- Short exercise
Answer these questions using the Club of the Living text.
(a) Which two bills does the IFBGWP urge its members to demand passage of?
(b) At what level has the new member joined the Club?
(c) What table manner does the Club still ask members to keep, even though elbows on the table are fine?

- Text provided
********

We pledge to partner with the government to encourage development of exciting new technologies that will bring us closer to the day when true labor globalization will give workers everywhere the opportunity to participate in the global service sector economy.

The IFBGWP encourages all members to contact their Senators and Congresspersons to demand passage of H.R. 5639 and S.2315.

Welcome to the Club of the Living

Dear New Member:

Welcome to the Club of the Living! Our records indicate you have recently joined at the Premium ("Human Being") Level.

Ernest Hemingway (post-membership status) wrote, "If you are lucky enough to have lived in Paris as a young man, then wherever you go for the rest of your life it stays with you, for Paris is a moveable feast."

We here at the Club like to think of ourselves as a variety of "living in Paris as a young man", and by virtue of being born you have taken a place at the table of our moveable feast. As such, you are invited to travel with your fellow (currently) living beings, be they worms or wombats or Wiccans, in the Dining Car, moving through a limited amount of time and space. Enjoy the meal, mind your manners, but remember too that nobody's going to really care if you sit there with your elbows on the table. (Do chew your food with your mouth closed, though. Jesus God, we can't stand that smacking noise...)

********

(Extracted data entries)
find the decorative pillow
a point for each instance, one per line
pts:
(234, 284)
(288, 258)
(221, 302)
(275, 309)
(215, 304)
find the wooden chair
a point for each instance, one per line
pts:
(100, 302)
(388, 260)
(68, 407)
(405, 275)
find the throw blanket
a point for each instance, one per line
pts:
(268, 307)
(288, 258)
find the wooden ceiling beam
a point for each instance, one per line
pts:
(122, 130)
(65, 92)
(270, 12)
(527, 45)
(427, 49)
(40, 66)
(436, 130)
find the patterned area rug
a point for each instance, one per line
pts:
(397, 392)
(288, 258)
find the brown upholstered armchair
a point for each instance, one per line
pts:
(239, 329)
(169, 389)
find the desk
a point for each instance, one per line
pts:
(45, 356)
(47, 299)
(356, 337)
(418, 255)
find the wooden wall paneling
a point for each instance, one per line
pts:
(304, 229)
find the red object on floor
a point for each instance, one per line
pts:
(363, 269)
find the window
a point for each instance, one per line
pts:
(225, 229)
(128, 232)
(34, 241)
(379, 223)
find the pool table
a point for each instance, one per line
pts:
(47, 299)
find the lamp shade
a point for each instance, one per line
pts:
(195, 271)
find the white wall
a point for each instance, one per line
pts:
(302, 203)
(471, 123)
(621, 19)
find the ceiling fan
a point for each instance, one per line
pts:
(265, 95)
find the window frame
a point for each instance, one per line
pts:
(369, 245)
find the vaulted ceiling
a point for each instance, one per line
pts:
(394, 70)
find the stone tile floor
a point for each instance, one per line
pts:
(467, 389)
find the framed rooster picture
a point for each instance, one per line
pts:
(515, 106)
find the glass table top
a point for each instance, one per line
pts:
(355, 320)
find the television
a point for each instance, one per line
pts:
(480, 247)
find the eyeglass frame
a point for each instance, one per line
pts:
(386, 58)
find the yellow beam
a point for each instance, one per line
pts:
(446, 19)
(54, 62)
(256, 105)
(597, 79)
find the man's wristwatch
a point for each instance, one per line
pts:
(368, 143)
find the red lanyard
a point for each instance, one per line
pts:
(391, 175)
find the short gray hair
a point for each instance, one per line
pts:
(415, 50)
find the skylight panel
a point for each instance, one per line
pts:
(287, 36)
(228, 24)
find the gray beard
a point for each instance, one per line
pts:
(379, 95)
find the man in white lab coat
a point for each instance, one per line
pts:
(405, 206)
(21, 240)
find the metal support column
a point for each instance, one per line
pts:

********

- Task output
(a) H.R. 5639 and S.2315.
(b) The Premium ("Human Being") Level.
(c) Chewing food with the mouth closed.